* [EXERCISE TASK]:
Format the lines below as a JSON list of strings, one string per line, with blank lines left out.

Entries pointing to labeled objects

——————

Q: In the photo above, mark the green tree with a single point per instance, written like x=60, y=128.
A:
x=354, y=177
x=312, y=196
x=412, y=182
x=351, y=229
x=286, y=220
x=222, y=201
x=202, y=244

——————

* [RESPONSE TO THIS EXERCISE]:
[
  "Q: In the photo above, mark the green tree with a single point per instance, written like x=60, y=128.",
  "A:",
  "x=354, y=177",
  "x=312, y=196",
  "x=412, y=182",
  "x=351, y=229",
  "x=286, y=220",
  "x=222, y=201",
  "x=202, y=244"
]